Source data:
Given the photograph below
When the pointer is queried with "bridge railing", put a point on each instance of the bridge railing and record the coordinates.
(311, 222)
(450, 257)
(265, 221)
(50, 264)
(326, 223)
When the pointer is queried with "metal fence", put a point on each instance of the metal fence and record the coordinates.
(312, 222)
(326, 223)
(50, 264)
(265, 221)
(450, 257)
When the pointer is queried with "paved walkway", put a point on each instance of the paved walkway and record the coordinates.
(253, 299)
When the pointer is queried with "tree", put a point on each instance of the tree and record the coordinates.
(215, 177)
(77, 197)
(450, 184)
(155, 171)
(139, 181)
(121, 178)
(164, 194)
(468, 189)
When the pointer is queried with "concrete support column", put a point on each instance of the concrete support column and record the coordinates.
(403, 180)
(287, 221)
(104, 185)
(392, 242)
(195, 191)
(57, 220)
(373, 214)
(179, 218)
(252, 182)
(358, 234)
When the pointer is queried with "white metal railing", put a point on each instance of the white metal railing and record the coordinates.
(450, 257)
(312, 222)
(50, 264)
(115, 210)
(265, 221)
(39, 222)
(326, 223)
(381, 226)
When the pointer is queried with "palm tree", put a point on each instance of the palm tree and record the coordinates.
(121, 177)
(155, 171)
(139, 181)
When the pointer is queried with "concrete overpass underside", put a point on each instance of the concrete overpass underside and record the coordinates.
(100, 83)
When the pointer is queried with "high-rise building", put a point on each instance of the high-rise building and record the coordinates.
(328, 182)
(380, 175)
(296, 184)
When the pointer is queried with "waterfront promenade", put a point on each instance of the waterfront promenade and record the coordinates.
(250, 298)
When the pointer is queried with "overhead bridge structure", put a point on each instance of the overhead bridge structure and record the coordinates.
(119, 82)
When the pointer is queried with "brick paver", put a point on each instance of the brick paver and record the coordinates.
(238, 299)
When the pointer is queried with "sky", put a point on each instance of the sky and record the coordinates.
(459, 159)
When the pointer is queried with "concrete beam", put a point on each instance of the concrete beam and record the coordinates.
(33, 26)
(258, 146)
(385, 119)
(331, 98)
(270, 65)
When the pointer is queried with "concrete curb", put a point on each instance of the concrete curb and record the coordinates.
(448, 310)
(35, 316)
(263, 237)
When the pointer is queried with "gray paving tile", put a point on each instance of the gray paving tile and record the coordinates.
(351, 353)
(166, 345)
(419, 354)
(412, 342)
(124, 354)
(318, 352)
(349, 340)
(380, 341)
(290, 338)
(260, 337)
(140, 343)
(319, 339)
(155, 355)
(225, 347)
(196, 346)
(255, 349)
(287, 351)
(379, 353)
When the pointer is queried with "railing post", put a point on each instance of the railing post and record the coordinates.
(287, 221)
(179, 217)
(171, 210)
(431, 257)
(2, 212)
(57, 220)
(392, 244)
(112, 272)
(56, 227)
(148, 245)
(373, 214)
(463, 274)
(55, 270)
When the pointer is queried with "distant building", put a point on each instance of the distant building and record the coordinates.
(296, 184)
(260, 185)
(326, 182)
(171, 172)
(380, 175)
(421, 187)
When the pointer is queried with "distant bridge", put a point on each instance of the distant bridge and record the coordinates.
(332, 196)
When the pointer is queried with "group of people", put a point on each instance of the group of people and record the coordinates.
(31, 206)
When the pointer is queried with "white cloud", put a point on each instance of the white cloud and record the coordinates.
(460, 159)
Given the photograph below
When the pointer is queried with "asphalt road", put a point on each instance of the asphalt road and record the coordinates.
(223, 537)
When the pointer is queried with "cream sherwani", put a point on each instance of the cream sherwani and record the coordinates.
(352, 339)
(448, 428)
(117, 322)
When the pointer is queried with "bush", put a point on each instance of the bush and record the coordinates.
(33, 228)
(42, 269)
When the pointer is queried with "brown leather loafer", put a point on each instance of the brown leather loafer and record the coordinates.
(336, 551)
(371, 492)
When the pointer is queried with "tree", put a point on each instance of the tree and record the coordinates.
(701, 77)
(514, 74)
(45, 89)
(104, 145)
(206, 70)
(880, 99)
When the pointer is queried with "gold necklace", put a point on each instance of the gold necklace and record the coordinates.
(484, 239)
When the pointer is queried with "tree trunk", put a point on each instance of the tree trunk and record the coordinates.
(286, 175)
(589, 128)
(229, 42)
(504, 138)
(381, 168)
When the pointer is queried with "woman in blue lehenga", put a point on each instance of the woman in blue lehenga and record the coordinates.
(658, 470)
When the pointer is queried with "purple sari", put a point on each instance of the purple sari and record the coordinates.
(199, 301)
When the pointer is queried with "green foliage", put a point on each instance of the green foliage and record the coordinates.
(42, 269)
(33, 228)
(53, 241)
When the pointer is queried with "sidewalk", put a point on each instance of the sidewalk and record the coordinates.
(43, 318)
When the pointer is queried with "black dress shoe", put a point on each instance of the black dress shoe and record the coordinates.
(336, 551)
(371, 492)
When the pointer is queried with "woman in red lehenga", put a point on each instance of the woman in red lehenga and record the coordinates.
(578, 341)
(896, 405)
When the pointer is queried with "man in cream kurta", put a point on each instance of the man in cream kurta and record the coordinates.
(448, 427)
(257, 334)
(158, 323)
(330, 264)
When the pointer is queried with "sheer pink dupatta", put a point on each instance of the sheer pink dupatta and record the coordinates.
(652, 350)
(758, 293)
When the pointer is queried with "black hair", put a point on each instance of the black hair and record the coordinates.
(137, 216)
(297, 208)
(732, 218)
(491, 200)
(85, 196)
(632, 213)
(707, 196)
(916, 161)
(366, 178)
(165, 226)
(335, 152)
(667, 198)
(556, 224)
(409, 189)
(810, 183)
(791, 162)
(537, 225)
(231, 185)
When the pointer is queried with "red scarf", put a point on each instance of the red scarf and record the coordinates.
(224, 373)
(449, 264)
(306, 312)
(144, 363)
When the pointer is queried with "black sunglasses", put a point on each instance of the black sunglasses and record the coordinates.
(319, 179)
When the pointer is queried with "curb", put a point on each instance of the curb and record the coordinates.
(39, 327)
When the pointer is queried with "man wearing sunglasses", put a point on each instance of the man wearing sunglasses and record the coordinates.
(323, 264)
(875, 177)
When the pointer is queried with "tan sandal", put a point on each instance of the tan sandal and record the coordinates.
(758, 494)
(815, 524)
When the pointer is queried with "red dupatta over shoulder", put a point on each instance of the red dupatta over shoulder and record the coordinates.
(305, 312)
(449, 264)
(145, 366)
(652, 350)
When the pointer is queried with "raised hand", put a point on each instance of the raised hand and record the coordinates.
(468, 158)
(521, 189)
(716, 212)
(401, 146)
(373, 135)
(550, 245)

Short problem
Please rewrite the entire listing above with every occurrence of "record the coordinates" changed to "write down the coordinates". Keep everything else unchanged.

Output of the task
Given the photograph below
When the pointer is queried with "bridge railing", put a point on each instance of the bridge railing and write down the coordinates.
(311, 222)
(450, 257)
(265, 221)
(50, 264)
(326, 223)
When the pointer is queried with "metal fence", put a point on each instance of the metal fence and write down the coordinates.
(312, 222)
(326, 223)
(50, 264)
(265, 221)
(450, 257)
When the pointer is queried with "paved walkway", put a point on each instance of the paved walkway and write down the coordinates.
(253, 299)
When the pointer is queried with "tree", put a point on each instance of the tree and write down the coordinates.
(215, 177)
(77, 197)
(450, 184)
(155, 171)
(139, 181)
(121, 178)
(164, 194)
(468, 189)
When the pointer is queried with "concrete support column", put a point on each instance of the concrete support column and write down the coordinates.
(403, 180)
(287, 221)
(104, 185)
(392, 242)
(195, 191)
(57, 220)
(373, 214)
(179, 218)
(252, 182)
(358, 234)
When the pointer is queried with "white metal railing", put a point on each instance of the white metal railing and write down the coordinates.
(450, 257)
(312, 222)
(50, 264)
(115, 210)
(265, 221)
(39, 222)
(326, 223)
(381, 226)
When the pointer is queried with "palm tree", put a point on each instance of the palm tree and write down the coordinates.
(121, 177)
(155, 171)
(139, 181)
When the pointer is queried with "concrete overpass underside", put a point on each instance of the concrete overpass underside and write down the coordinates.
(100, 83)
When the pointer is queried with "high-rise building", put a point on each instance of the high-rise building and write down the coordinates.
(328, 182)
(380, 175)
(296, 184)
When the pointer is queried with "waterfront promenade", put a point on each instance of the waterfront promenade and write down the coordinates.
(250, 298)
When the pointer is queried with "overhead bridge structure", put a point on each instance of the overhead bridge structure and write down the coordinates.
(119, 82)
When the pointer is queried with "brick paver", put a point on each instance of the brick paver and write down the coordinates.
(238, 299)
When the pointer is queried with "sky", put a point on each instance of the sky and write down the coordinates.
(459, 159)
When the pointer is queried with "concrete beam", put a point on each instance of the concrete beam and write down the coordinates.
(33, 26)
(258, 146)
(385, 119)
(331, 98)
(270, 65)
When the pointer is queried with "concrete curb", put a point on each instance of the concrete curb and write down the coordinates.
(448, 310)
(35, 316)
(263, 237)
When the pointer is queried with "gray paving tile", put a point on each instance of the gray paving tile and write down the coordinates.
(351, 353)
(166, 345)
(419, 354)
(412, 342)
(124, 354)
(318, 352)
(349, 340)
(380, 341)
(290, 338)
(260, 337)
(140, 343)
(319, 339)
(155, 355)
(225, 347)
(196, 346)
(255, 349)
(287, 351)
(379, 353)
When the pointer is queried with "railing post", put a point on each instance of the railing post and write down the coordinates.
(287, 221)
(179, 217)
(171, 210)
(431, 257)
(2, 212)
(57, 220)
(392, 244)
(112, 272)
(56, 227)
(148, 245)
(373, 214)
(463, 274)
(55, 270)
When the pointer is queried with "distant building", put a point on each instance of the distant building and write down the coordinates.
(296, 184)
(260, 185)
(326, 182)
(171, 172)
(380, 175)
(421, 187)
When the pointer is queried with "distant bridge", put a point on each instance of the distant bridge and write down the coordinates.
(332, 196)
When the pointer is queried with "group of people", put a point on each instance of the group of people and write down the coordinates.
(31, 206)
When the pointer is queried with "white cloud", put a point on each instance of the white cloud and write down the coordinates.
(460, 159)
Given the photograph below
When the pointer is queried with "asphalt road", put a point on each instance of the asphalt road and write down the coordinates.
(223, 537)
When the pointer is queried with "cream sherwani", put a point on each instance of the cream sherwani and write down the coordinates.
(352, 339)
(448, 428)
(117, 322)
When the pointer is queried with "bush", put a point on each instance of the bush and write down the coordinates.
(33, 228)
(42, 269)
When the pointer is queried with "brown leather loafer", put a point on each instance of the brown leather loafer and write down the coordinates.
(336, 551)
(371, 492)
When the pointer is queried with "tree", put a point on each instance of the tree and write down the coordinates.
(701, 77)
(514, 74)
(45, 89)
(104, 145)
(206, 70)
(880, 99)
When the pointer is queried with "gold necklace", put a point on each instance of the gold necklace and write down the coordinates.
(484, 239)
When the pointer is queried with "tree trunk", put a point on each instance of the tree trunk and write down the coordinates.
(286, 175)
(589, 128)
(229, 42)
(504, 138)
(381, 168)
When the pointer is queried with "woman in blue lehenga", put a point on each instance of the woman in blue lehenga and write down the coordinates.
(658, 470)
When the pointer is queried with "purple sari", put a point on each instance of the purple sari and write down the coordinates.
(199, 301)
When the pointer is queried with "green foliage", put a point on each instance of the green foliage and write down the coordinates.
(42, 269)
(33, 228)
(53, 241)
When the pointer is queried with "sidewalk", put a point on each instance of the sidewalk and write down the coordinates.
(43, 318)
When the pointer is queried with "black dress shoe", put a point on each instance of the black dress shoe and write down the coordinates.
(336, 551)
(371, 492)
When the pointer is queried with "woman in red lehenga", put a point on each instance of the woman in red lehenga and write down the coordinates.
(578, 341)
(896, 405)
When the pointer is queried with "man in cream kurta", put a point on each instance of the man in cream kurta and write down the coordinates.
(448, 427)
(257, 334)
(158, 323)
(330, 264)
When the pointer is queried with "sheer pink dupatta", put a point on each instance of the sheer pink dupatta and write down the coordinates.
(652, 350)
(758, 293)
When the pointer is queried with "black hair", put a point on each instance of the black hair and write down the coordinates.
(137, 216)
(297, 208)
(732, 218)
(491, 200)
(85, 196)
(632, 213)
(707, 196)
(916, 161)
(366, 178)
(165, 226)
(335, 152)
(667, 198)
(556, 224)
(409, 189)
(810, 183)
(791, 162)
(537, 225)
(231, 185)
When the pointer is queried with "red scarf", put a point on each instance of the red scarf and write down the coordinates.
(224, 373)
(449, 264)
(306, 312)
(144, 363)
When the pointer is queried with "black sunglasses", put a point on each instance of the black sunglasses and write down the coordinates.
(319, 179)
When the pointer is queried with "curb", put a point on each instance of the curb and write down the coordinates.
(39, 327)
When the pointer is queried with "man wearing sunglasses", put a point on each instance of the man wearing sunglasses and write down the coordinates.
(323, 264)
(875, 177)
When the pointer is queried with "tan sandal", put a point on each instance of the tan sandal and write down the coordinates.
(758, 494)
(815, 524)
When the pointer is queried with "red dupatta over shoulder", put a point on each instance of the red dupatta over shoulder and write down the coordinates.
(305, 312)
(449, 264)
(145, 366)
(652, 350)
When the pointer is queried with "raised hand", put a point on each instance of the raised hand and write down the coordinates.
(468, 158)
(521, 189)
(716, 212)
(401, 146)
(373, 135)
(550, 245)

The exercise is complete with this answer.